* **任務說明**
請將下方仇恨迷因偵測文章中的「Submitted」替換為「Published」，範圍從含有「PEN: Prompt-enhanced Network」的字句開始，到「(Alignment and Fusion)」為止，並寫出替換後的這段文字。

* **原文段落**

-- -- --

📖 Pen+CapAlign

Posted Nov 16, 2025 Updated Mar 14, 2026

By Jolie Liu

3 min read

📖 Pen+CapAlign

Papers

CapAlign: Improving Cross Modal Alignment via Informative Captioning for Harmful Meme Detection

Cite as ArXiv:2411.07527
Submitted on 2025/05
REF: https://arxiv.org/abs/2411.07527

PEN: Prompt-enhanced Network for Hateful Meme Classification

Cite as ACM Web Conference 2024
Submitted on 2024/05
REF: https://dl.acm.org/doi/10.1145/3589334.3648146

Problem

Papers includes content for demonstration purposes that some readers may find disturbing.

Introduction (Hateful meme classification)

Stage 1: 早期的多模態融合 (Alignment and Fusion)

迷因包含「圖片」和「文字」兩種模態，所以模型必須同時理解這兩者。

-- -- --

* **提供條目**

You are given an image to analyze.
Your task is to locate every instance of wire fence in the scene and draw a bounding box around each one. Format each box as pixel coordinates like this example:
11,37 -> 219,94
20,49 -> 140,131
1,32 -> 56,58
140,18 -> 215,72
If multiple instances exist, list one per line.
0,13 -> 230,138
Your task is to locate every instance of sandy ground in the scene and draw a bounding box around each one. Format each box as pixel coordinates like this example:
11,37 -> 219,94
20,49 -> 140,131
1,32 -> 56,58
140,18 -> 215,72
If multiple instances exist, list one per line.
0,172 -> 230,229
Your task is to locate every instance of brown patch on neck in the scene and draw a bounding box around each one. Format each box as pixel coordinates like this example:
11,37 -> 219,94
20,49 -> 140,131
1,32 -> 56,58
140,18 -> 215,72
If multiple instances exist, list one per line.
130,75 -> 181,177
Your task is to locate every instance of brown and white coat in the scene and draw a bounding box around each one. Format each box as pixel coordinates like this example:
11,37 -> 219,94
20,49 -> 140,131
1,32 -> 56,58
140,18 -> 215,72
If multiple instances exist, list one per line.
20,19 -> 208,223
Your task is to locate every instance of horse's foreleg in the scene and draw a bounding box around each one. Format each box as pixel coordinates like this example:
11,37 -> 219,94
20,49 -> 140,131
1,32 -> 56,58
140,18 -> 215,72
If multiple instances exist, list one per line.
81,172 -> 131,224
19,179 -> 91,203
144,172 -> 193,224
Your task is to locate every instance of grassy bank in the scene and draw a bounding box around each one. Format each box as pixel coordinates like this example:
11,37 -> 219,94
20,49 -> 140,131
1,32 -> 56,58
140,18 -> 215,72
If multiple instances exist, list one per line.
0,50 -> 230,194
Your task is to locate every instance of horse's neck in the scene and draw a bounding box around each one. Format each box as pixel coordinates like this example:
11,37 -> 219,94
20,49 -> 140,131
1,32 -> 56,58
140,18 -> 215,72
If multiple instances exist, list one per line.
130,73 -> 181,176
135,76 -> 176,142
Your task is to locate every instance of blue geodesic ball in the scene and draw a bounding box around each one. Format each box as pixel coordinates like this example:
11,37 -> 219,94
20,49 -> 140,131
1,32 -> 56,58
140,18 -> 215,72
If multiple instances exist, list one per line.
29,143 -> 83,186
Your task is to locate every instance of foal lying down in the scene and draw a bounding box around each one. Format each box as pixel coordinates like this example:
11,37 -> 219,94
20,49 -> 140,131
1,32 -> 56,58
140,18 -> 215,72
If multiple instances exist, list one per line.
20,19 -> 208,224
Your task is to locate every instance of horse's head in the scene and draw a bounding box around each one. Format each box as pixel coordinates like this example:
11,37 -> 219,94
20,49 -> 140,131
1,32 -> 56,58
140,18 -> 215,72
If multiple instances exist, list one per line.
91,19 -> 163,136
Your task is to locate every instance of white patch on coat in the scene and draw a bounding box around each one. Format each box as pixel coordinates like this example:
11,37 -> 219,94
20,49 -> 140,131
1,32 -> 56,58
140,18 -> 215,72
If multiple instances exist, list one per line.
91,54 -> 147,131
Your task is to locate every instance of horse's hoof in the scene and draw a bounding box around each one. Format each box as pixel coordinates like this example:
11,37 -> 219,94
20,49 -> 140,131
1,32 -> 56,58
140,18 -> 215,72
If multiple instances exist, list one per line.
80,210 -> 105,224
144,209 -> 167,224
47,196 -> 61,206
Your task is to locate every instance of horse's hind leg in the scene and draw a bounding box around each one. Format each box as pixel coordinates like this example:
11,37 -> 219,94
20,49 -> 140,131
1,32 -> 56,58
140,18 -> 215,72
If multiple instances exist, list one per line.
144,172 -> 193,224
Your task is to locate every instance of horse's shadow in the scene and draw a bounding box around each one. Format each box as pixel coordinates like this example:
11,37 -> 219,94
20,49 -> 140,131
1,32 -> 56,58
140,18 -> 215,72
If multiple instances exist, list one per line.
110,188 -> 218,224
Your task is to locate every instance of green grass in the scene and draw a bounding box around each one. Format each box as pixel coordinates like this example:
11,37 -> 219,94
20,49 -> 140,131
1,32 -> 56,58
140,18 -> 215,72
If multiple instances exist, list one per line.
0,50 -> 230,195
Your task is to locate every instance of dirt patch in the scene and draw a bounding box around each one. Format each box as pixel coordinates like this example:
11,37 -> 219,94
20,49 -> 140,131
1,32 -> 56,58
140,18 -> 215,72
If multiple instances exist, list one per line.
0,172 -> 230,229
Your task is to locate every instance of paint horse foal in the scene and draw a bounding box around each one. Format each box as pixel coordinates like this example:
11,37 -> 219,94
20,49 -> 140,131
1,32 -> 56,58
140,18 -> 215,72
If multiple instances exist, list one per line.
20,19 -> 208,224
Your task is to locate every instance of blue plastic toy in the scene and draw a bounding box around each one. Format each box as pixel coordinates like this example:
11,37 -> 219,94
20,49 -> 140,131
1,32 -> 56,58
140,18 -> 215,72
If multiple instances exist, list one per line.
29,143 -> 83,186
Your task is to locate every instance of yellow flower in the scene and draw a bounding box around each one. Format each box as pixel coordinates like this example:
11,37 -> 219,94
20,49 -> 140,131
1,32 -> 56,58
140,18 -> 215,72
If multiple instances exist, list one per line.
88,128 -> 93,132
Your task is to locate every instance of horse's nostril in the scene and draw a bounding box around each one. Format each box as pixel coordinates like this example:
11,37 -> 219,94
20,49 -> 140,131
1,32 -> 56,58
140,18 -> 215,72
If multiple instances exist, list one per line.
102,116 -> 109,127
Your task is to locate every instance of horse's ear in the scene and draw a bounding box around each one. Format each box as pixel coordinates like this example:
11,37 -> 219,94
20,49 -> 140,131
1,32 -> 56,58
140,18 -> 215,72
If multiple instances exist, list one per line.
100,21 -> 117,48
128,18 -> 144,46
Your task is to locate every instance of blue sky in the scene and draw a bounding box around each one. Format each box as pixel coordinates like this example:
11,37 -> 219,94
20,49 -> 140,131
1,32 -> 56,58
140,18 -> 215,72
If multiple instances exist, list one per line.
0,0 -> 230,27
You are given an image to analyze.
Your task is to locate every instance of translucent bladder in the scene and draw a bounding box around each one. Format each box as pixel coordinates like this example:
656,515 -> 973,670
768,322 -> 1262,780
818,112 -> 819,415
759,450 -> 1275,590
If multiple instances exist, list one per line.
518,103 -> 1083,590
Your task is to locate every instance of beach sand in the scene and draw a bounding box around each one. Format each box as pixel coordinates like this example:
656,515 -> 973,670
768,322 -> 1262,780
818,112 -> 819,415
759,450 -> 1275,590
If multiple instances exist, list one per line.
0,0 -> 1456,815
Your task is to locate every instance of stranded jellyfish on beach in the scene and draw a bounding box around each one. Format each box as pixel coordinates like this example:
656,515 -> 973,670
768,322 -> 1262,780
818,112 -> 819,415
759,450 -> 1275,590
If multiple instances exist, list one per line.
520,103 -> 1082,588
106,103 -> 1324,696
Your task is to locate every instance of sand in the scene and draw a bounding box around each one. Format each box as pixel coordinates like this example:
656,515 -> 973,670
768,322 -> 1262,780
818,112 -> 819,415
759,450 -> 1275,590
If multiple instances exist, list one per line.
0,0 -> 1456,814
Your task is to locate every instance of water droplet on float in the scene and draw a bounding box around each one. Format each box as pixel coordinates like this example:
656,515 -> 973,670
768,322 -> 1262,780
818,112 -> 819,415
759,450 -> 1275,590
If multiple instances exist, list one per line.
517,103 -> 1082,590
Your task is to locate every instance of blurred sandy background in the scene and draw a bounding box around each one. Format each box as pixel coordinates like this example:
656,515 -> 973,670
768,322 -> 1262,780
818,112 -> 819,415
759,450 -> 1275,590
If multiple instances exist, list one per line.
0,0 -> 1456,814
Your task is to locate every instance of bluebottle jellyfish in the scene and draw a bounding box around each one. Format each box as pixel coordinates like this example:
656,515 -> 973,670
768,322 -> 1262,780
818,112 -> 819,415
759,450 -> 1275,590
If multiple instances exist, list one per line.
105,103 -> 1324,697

-- -- --

* **輸出結果**
PEN: Prompt-enhanced Network for Hateful Meme Classification

Cite as ACM Web Conference 2024
Published on 2024/05
REF: https://dl.acm.org/doi/10.1145/3589334.3648146

Problem

Papers includes content for demonstration purposes that some readers may find disturbing.

Introduction (Hateful meme classification)

Stage 1: 早期的多模態融合 (Alignment and Fusion)